PROMPT
The entries below need to be written out exactly, with no pictures included.

Stored items from a collection

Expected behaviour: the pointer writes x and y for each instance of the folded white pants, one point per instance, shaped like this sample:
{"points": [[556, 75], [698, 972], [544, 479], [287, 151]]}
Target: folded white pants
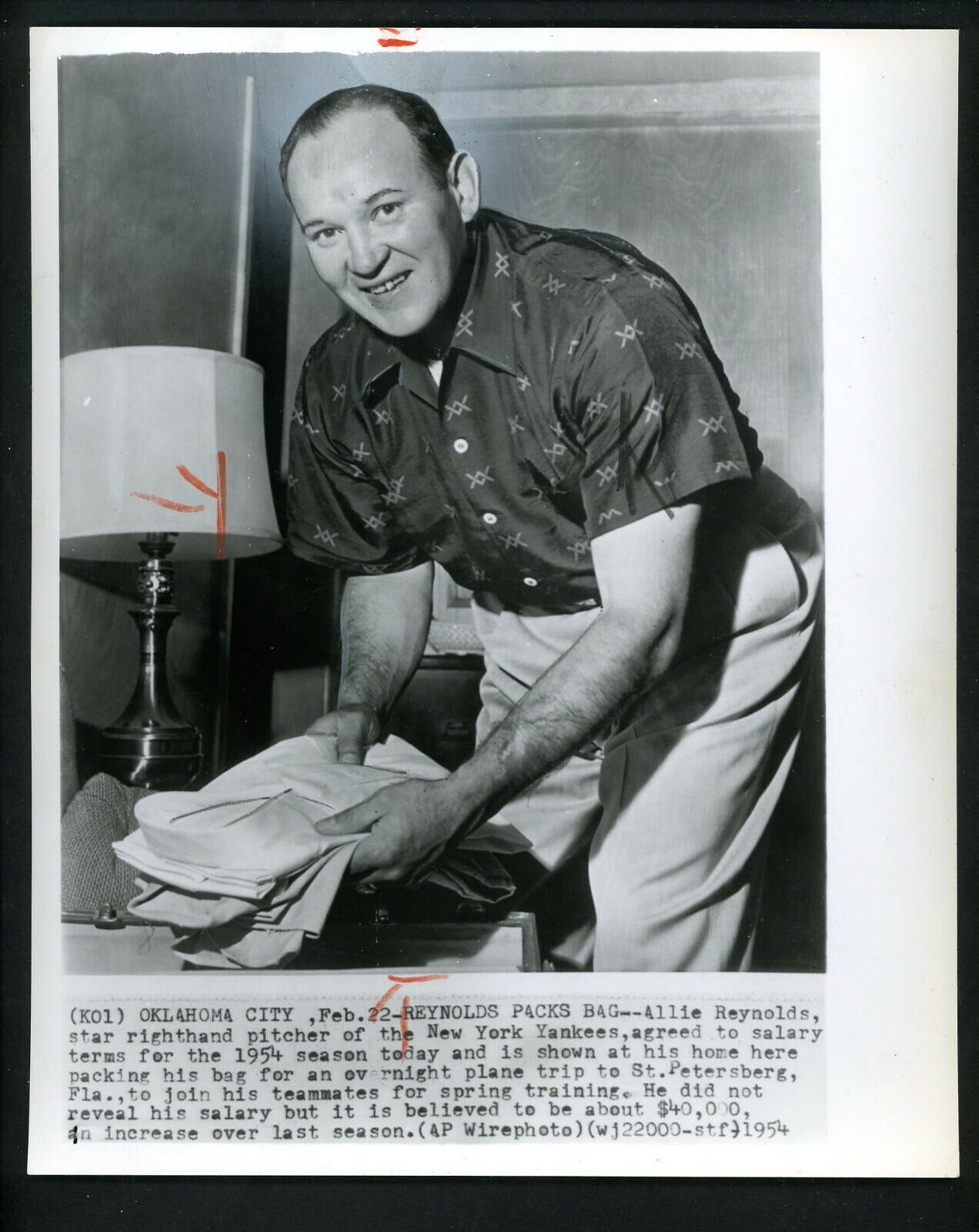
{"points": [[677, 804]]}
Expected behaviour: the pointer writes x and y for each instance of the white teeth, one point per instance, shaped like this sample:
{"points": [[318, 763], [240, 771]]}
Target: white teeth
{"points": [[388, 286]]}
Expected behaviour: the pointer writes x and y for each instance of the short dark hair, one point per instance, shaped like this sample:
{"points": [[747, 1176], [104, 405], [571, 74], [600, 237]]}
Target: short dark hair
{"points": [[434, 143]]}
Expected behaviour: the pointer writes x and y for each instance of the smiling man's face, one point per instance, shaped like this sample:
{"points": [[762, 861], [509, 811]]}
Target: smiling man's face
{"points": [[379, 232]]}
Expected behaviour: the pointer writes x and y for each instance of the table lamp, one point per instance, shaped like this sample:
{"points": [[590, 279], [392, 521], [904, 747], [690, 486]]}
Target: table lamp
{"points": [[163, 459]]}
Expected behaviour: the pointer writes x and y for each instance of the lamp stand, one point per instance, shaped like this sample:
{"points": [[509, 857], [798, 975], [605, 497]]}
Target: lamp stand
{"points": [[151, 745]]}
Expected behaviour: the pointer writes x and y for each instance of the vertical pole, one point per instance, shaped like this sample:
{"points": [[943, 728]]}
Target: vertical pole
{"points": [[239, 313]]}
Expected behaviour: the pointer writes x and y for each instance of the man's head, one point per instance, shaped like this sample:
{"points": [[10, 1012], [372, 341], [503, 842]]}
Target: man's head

RESULT FOR THIS TASK
Expected behaviour: the pointer writes x and y for each instance of the folded white pants, one point per instance, shaped like this sample:
{"points": [[556, 75], [698, 972], [544, 479], [287, 151]]}
Target: folded white pants
{"points": [[677, 804]]}
Expected behaviour: the pointer writes x and y for each instance of the white teeth, one point per instance, shaped like this sample:
{"points": [[318, 763], [240, 771]]}
Target: white teeth
{"points": [[388, 286]]}
Expected behaviour: the pointer writes x and y for each instance of the short dark hair, one point per instance, shaped like this sample:
{"points": [[747, 1176], [104, 405], [571, 74], [600, 237]]}
Target: short dark hair
{"points": [[434, 143]]}
Expected behaviour: the pointer writes x and y for each instance of the smiling man's face, one point per instance, shaped like this sample:
{"points": [[762, 861], [509, 811]]}
Target: smiling man's face
{"points": [[379, 232]]}
Expected behaviour: the pointer writes x and y for each instance of the table lamp, one point per instance, shaped like this sample:
{"points": [[590, 279], [392, 521], [904, 747], [690, 486]]}
Target: table lamp
{"points": [[163, 459]]}
Expected behaviour: the pointer writes x and y for each instance of the lamp stand, one point per instance, shaped like this sample:
{"points": [[509, 857], [798, 975], [605, 497]]}
Target: lamp stand
{"points": [[151, 745]]}
Expected behaviour: the pointer writes x and y for each instance of the vertical pole, one point per instance, shaped like this sample:
{"points": [[943, 728]]}
Target: vertical pole
{"points": [[239, 313]]}
Expected behaviour: the pointer writes x and y for each instance of the man's head, one point per instance, shaped like this sample:
{"points": [[10, 1012], [372, 341], [503, 842]]}
Target: man's head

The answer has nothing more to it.